**EXERCISE DESCRIPTION:** Without the pictures, output the records below exactly as they are.

[Saved data entries]

▽

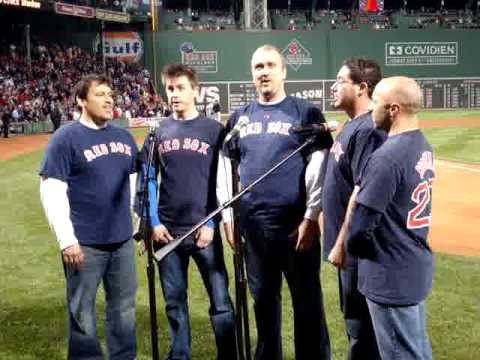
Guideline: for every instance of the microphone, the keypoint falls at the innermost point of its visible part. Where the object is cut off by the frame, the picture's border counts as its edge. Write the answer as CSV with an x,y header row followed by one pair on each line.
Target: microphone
x,y
242,122
153,123
315,129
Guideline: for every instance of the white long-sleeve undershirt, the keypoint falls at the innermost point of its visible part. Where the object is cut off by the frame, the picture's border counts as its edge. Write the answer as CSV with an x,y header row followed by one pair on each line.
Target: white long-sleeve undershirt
x,y
224,186
314,176
54,198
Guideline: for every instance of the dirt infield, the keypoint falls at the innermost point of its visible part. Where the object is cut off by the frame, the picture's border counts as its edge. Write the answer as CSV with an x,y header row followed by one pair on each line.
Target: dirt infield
x,y
456,198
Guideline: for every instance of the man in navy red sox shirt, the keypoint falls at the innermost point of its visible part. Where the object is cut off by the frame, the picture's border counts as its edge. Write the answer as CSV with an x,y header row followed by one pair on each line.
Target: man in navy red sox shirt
x,y
187,157
279,216
88,180
352,90
389,217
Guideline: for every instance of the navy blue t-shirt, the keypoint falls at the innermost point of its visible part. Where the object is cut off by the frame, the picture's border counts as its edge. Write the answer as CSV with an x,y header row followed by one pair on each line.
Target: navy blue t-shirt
x,y
96,165
347,157
187,158
397,182
278,203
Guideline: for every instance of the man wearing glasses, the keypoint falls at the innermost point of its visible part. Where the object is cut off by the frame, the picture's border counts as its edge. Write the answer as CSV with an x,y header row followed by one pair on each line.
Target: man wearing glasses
x,y
352,91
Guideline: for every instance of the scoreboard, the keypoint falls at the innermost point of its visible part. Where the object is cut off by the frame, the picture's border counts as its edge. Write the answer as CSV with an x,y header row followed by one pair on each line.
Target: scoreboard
x,y
438,93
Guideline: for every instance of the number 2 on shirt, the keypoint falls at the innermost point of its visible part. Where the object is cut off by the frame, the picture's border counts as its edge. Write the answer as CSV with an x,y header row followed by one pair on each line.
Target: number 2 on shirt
x,y
422,197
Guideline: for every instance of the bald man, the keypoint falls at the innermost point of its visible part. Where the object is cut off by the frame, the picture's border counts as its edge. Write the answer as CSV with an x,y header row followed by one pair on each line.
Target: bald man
x,y
388,218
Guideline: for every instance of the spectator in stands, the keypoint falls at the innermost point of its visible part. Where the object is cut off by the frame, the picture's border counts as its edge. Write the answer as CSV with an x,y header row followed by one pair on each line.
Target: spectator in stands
x,y
56,115
54,70
5,116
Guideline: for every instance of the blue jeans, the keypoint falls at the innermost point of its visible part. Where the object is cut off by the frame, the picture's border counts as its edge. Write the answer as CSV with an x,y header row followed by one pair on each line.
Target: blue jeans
x,y
401,331
361,336
173,271
115,265
268,255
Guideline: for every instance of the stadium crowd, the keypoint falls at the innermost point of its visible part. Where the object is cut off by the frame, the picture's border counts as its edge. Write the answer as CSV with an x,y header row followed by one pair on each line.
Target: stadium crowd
x,y
42,88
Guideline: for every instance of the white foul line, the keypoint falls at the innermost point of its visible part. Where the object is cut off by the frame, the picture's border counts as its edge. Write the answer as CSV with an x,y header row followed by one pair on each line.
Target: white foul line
x,y
461,167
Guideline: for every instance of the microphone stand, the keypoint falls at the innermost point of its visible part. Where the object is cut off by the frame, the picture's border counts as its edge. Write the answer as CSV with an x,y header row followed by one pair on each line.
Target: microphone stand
x,y
170,246
241,316
145,235
241,300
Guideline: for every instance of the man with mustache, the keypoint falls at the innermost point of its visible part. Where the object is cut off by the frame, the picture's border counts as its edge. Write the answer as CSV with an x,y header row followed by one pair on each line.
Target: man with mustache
x,y
358,138
278,217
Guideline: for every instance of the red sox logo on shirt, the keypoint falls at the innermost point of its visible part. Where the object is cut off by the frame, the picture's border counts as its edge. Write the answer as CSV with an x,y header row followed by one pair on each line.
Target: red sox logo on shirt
x,y
189,144
273,127
337,150
104,149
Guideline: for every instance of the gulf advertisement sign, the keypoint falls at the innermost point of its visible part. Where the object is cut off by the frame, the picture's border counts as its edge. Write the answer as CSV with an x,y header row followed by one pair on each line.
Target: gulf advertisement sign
x,y
125,46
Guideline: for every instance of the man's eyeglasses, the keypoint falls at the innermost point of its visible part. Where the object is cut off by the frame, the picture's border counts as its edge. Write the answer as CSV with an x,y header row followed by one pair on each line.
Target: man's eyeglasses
x,y
342,82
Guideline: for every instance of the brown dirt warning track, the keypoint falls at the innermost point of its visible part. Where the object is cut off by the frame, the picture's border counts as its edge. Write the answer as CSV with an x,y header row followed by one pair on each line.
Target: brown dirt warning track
x,y
456,195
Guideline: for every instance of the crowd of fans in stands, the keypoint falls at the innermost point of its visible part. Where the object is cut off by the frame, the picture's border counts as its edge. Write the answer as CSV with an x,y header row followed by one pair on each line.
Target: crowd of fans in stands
x,y
32,92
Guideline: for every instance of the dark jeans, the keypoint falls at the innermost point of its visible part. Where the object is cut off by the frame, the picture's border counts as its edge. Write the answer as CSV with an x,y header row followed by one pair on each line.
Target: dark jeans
x,y
173,271
115,265
269,255
362,343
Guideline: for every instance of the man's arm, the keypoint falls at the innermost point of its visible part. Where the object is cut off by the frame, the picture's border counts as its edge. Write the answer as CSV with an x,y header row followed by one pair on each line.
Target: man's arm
x,y
54,199
159,232
359,241
314,176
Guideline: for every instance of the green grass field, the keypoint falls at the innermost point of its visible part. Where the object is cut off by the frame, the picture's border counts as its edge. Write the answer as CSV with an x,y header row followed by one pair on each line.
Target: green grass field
x,y
32,297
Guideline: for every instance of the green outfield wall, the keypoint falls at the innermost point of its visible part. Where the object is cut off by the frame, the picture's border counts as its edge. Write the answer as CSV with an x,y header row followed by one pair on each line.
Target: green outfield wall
x,y
317,54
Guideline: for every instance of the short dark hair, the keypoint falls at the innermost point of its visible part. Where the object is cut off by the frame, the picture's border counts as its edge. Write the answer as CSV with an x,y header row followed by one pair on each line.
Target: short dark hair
x,y
364,70
82,87
175,70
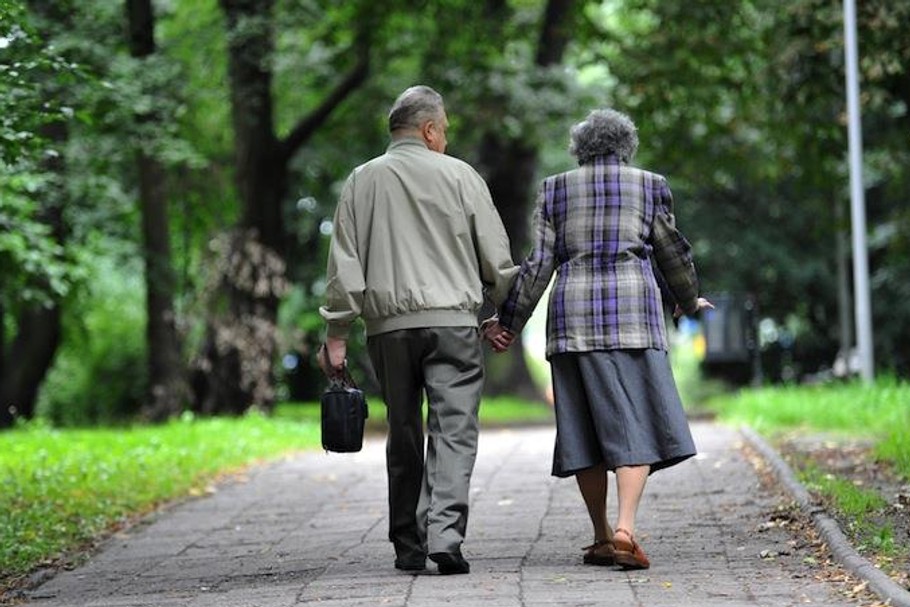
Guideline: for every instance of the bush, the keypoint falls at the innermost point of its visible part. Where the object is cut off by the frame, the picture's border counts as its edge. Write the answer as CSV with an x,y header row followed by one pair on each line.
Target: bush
x,y
100,375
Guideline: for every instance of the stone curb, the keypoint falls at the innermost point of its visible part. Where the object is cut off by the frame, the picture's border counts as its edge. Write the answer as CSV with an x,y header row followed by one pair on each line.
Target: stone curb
x,y
886,588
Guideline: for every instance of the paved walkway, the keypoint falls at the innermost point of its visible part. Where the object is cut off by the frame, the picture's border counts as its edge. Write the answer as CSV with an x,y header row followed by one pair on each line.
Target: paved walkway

△

**ANSWER BOX:**
Guideline: for every instance of the microphone, the keypoint falls at the innermost point of its visible part. Where the object is cut off by the frame, the picture's border counts as its edge. Write the answer as CSV with an x,y header row followed by one pair on each line.
Target: microphone
x,y
242,122
153,123
315,129
Guideline: for every instance of the white long-sleeve undershirt, the keypoint falls at the innermost point of its visible part. Where the object is cut off by the frame, the picture's border counts as its edge. Write the answer as CSV with an x,y header row followed by one pair on each line.
Target: white long-sleeve undershirt
x,y
224,186
314,176
54,198
Guideline: for every instance of the dirt infield, the keypoint falls at the innermost point of its visible part. Where the object is cut off by the frame, the picture's border counts as its edge. Write the answer as CSV with an x,y header row followed by one pair on each line.
Target: dirt infield
x,y
456,198
Guideline: for every instance of the man in navy red sox shirt, the keypoint falls at the innermost point of its visible part. Where the object is cut off by the frame, the picture's border counts as its edge. Write the answer as CSV with an x,y header row followed by one pair on each line.
Target: man in navy red sox shirt
x,y
187,157
279,216
88,180
352,90
389,217
Guideline: for every instance of the navy blue t-shirt, the keypoint falls at the innermost point of its visible part. Where the object is cut off by the frame, the picture's border counts as its edge. Write the answer as CSV with an x,y header row followed by one pair on each line.
Target: navy blue t-shirt
x,y
96,165
347,157
187,158
397,182
278,203
Guideline: for every instance of the man wearing glasses, the keypoint falls at the innermost point of its visible part. Where the object is cut off by the frame, the picture's border counts as its edge. Write the answer as CSV with an x,y header row followed by one pair on each line.
Target: man wearing glasses
x,y
352,91
Guideline: for every instance of the scoreboard, the keypoint falls at the innermost point of its visible part. Where the object is cut off by the frame, the picture's border counts as its edge. Write the answer as CSV with an x,y header row followed by one pair on each line.
Target: scoreboard
x,y
438,93
Guideline: for every instance of the number 2 on shirt, the keypoint falls at the innermost point of its visible part. Where the object is cut off by the frame, the picture's border counts as its edge. Write the answer as CSV with an x,y header row followed by one pair on each line.
Target: number 2 on shirt
x,y
422,197
Guideline: for every instance of the bald man, the keypoint falls at the innermost point of its visible part. Where the object is cut off by the frame, the picture's border counts as its edge. Write the answer as CSV with an x,y header row followed by one pair on each line.
Target: bald man
x,y
388,218
Guideline: for every instance of the spectator in stands, the keypoint falls at the innermost point of its visible part. Where the object is cut off by the frame, the picture's border counts as its edge. Write the answer as CSV with an x,y header row followed by one pair on each line.
Target: spectator in stands
x,y
56,115
54,70
5,116
Guideline: for every instance of the blue jeans, the keypoint falls at the innermost point of its visible part. Where the object is cut off by the frame, the picture's border counts as its edge. Write the answer as CSV with an x,y header row followed by one pair on each line.
Target: blue jeans
x,y
401,331
361,336
173,271
115,265
268,255
Guideline: for every instance of the stadium crowd, the keypoint falls at the innermost point of its visible part. Where the object is cut off by the frame, the picture's border counts as its edge. Write the answer as CSV with an x,y header row followed by one pair on each line.
Target: stadium crowd
x,y
42,88
Guideline: for every instance of the white foul line, the keypoint falls at the innermost point of its visible part. Where the object is cut off by the frame, the picture's border counts as its edge. Write the answer as CSV with an x,y header row followed by one pair on each line.
Target: white foul line
x,y
461,167
Guideline: for every instance of the microphone stand, the keypoint falls at the innermost point of its visible part. Where the object is cut off by the frame, the picture's border counts as its edge. Write the answer as CSV with an x,y header row followed by one pair on each line.
Target: microphone stand
x,y
170,246
241,316
145,235
241,300
Guideline: for every instance of the man with mustache, the keypoint falls at the innermost point of its visible part. Where the object is cut off by the frame, the picture's border counts as its edge. Write the answer as CSV with an x,y header row followed by one pair on each line.
Target: man with mustache
x,y
358,138
278,217
Guideline: for every instance of the red sox logo on shirt, the keypoint falls at the innermost point of its visible part. Where the object is cut off by the frame, the picture's border counts as its edge. Write the answer as CSV with an x,y header row followed by one pair on each line.
Target: red sox logo on shirt
x,y
189,144
273,127
337,150
104,149
Guideline: for every instance of the gulf advertisement sign, the keypoint falls at the innermost point of its visible part. Where the object is cut off by the frame, the picture's border counts as its edge. Write the answer as CSV with an x,y header row followed by one pair on each line.
Target: gulf advertisement sign
x,y
125,46
Guideline: for every instance of the man's eyeglasses, the keypoint falls at the innermost point of its visible part. Where the object is cut off by the frame, the picture's border counts as its edge. Write the answer as CSV with an x,y header row followed by one pair on each line.
Target: man's eyeglasses
x,y
342,82
Guideline: for every instance of the brown dirt warning track, the keypoint falls at the innermost point of its visible part. Where the object is cut off by the frame, the picture's border counts as its edge. Write the answer as CSV with an x,y header row followed by one pair on each line.
Target: brown dirt warning track
x,y
456,195
Guideline: for every instance of the crowd of fans in stands, the keypoint falls at the innermost point of its visible part. Where the object is cut off by the frame, the picture's border counts as its edge. Write the answer as CSV with an x,y header row followed by one pair on each line.
Target: crowd of fans in stands
x,y
32,92
Guideline: for every instance of the dark jeans, the keypoint falls at the innermost point of its visible part. Where the object is cut off by the frame, the picture's border counts as its edge. Write the answer as CSV with an x,y header row followed by one pair on each line.
Target: dark jeans
x,y
173,271
115,265
269,255
362,343
Guideline: for every instance of the man's arm, the keypoint falls at the innermost point of its visible part. Where the object is cut off by the frame, the picture's border counts as its edge. Write the answer as CSV with an x,y header row followed by one pair on each line.
Target: man's arm
x,y
54,199
159,232
359,241
314,176
Guideline: for every instance of the green grass field, the keypoint falls at the innermost point of its visible part. Where the object is cut off by the frame, the picture's border counts as its edge. Write the answer as CSV with an x,y header row followed by one pair on each line.
Target: green grass field
x,y
32,297
Guideline: for every instance of the green outfield wall, the keypoint falls at the innermost point of its visible part. Where the object is cut off by the frame, the picture's border counts as its edge. Write the answer as CSV with an x,y header row followed by one pair on each line.
Target: green outfield wall
x,y
317,54
Guideline: for every instance of the short dark hair, the keypoint falls at the innermost point of its visible part. Where the object is cut off by the frame, the picture's border counts as its edge. Write the answer as CSV with an x,y header row followed by one pair on each line.
Target: short dark hair
x,y
364,70
82,87
175,70
Guideline: for every instance of the bush, the keypoint falls at the innermost point of its visible part. Where the object is cut off by the frame, the picture's border counts as its edge. Write the answer as CSV with an x,y header row followed by one pair on each line.
Target: bush
x,y
100,375
Guideline: for every instance of the stone curb, the keypoint falls at the innermost point of its visible part. Where the object is cut off by the frame, the picture's border counts as its edge. Write the answer as CSV with an x,y header row followed by one pair on each line.
Target: stone curb
x,y
886,588
Guideline: for every instance of the paved walkway, the keypoint falls at the innermost point of its visible part. Where the object is cut off by the frame, the picture's border counts as its edge. Write the answer as CSV with an x,y header row followed by one pair on each line.
Target: paved walkway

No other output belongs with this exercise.